Einziehung von Taterträgen beim Absatz von Betäubungsmitteln


Tenor

Auf die Revision der Staatsanwaltschaft wird das Urteil des [X.] vom 12. September 2017 dahin geändert, dass die Einziehung des Wertes von Taterträgen in Höhe von 17.950 Euro angeordnet wird.

Die Kosten des Rechtsmittels trägt der Angeklagte.

Von Rechts wegen

Gründe

1

Das [X.] hat den Angeklagten wegen unerlaubten Handeltreibens mit Betäubungsmitteln in nicht geringer Menge in sechs Fällen und wegen unerlaubten Handeltreibens mit Betäubungsmitteln in 15 Fällen zu der Gesamtfreiheitsstrafe von zwei Jahren verurteilt, von der drei Monate als vollstreckt gelten. Die Vollstreckung der Gesamtfreiheitsstrafe hat es zur Bewährung ausgesetzt. Des Weiteren hat es die Einziehung eines Geldbetrages in Höhe von 1.250 Euro angeordnet. Mit ihrer ausdrücklich auf die Einziehungsentscheidung beschränkten Revision, die mit der Rüge der Verletzung materiellen Rechts begründet ist und vom [X.] vertreten wird, beanstandet die Staatsanwaltschaft die [X.] in den Fällen II.1 Anklagepunkt 2 bis 6 der Urteilsgründe.

2

Das Rechtsmittel hat Erfolg.

I.

* [Aufgabenstellung]
In welcher Höhe ordnet das geänderte Urteil im Textauszug die Einziehung des Wertes von Taterträgen an?

* [Gesammelte Daten]
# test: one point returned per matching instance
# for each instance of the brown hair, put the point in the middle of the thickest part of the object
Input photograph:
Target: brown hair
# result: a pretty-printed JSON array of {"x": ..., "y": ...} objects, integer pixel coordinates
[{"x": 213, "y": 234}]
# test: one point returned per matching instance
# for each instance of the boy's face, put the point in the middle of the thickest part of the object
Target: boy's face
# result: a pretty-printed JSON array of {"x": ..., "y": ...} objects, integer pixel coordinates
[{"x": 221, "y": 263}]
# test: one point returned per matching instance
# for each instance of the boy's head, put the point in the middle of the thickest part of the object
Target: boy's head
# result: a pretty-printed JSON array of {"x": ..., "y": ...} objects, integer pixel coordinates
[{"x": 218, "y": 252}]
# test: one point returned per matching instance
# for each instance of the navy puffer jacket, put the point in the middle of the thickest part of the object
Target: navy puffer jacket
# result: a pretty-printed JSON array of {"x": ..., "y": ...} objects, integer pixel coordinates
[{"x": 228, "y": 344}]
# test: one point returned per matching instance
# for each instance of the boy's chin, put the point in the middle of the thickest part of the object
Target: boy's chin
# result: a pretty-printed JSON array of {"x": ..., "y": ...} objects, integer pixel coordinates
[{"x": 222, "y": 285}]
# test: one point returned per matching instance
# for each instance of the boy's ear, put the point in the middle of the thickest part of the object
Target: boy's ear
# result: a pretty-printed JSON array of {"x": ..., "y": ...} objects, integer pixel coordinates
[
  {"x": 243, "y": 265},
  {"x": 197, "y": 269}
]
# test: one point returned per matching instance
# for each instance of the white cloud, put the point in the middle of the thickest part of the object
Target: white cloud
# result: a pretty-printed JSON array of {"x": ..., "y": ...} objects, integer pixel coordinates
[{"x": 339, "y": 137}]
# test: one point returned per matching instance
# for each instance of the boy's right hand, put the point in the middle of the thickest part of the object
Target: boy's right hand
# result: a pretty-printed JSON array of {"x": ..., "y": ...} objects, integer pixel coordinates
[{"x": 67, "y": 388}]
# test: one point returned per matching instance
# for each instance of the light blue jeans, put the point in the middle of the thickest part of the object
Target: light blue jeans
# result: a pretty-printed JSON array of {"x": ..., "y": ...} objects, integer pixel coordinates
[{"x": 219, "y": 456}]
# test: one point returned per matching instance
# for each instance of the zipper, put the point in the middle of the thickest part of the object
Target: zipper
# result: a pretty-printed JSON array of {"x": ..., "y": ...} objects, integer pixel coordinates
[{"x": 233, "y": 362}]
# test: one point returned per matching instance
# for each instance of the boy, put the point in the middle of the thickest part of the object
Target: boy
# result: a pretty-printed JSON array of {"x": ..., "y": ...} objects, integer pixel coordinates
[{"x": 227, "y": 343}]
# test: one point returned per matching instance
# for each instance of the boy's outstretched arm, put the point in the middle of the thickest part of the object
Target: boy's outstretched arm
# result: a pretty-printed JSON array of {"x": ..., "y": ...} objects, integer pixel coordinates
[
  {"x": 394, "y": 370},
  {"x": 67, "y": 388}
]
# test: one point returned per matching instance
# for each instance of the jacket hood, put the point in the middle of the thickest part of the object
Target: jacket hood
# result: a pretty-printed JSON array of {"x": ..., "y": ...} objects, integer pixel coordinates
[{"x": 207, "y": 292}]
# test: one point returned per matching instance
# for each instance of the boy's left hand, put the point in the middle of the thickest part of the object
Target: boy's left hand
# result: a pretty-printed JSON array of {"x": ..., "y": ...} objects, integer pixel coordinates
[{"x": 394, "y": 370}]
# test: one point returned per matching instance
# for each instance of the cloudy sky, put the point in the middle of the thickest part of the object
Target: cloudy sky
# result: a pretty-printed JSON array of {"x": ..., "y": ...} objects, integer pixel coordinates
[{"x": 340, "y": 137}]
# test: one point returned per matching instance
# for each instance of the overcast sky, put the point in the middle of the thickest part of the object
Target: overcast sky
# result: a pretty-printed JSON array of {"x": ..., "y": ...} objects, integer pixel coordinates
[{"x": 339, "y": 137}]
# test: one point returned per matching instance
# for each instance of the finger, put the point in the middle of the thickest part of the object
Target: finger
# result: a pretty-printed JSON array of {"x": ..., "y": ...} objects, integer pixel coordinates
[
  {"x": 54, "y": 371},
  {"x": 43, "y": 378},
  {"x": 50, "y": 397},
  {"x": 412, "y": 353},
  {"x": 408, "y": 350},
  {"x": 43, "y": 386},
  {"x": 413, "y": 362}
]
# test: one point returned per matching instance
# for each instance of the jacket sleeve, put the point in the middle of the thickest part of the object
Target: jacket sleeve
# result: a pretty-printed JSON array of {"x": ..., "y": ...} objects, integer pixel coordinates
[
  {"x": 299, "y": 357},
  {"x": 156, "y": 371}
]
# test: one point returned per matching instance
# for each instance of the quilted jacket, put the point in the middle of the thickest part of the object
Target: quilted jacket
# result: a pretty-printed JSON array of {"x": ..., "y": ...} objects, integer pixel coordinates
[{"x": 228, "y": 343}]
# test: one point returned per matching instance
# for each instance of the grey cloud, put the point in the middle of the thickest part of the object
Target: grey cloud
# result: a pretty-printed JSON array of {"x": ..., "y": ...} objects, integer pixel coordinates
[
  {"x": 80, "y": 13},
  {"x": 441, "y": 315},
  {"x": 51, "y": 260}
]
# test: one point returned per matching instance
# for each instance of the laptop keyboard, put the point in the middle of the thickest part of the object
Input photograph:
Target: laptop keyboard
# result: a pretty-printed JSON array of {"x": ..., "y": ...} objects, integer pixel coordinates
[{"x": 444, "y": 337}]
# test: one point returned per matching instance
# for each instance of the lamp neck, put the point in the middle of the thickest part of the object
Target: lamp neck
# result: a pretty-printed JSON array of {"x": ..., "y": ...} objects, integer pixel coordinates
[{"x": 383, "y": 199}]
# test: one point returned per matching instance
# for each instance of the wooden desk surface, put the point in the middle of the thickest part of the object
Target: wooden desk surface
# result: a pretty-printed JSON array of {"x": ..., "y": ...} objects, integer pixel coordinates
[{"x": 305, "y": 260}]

* [Lösung]
In Höhe von 17.950 Euro.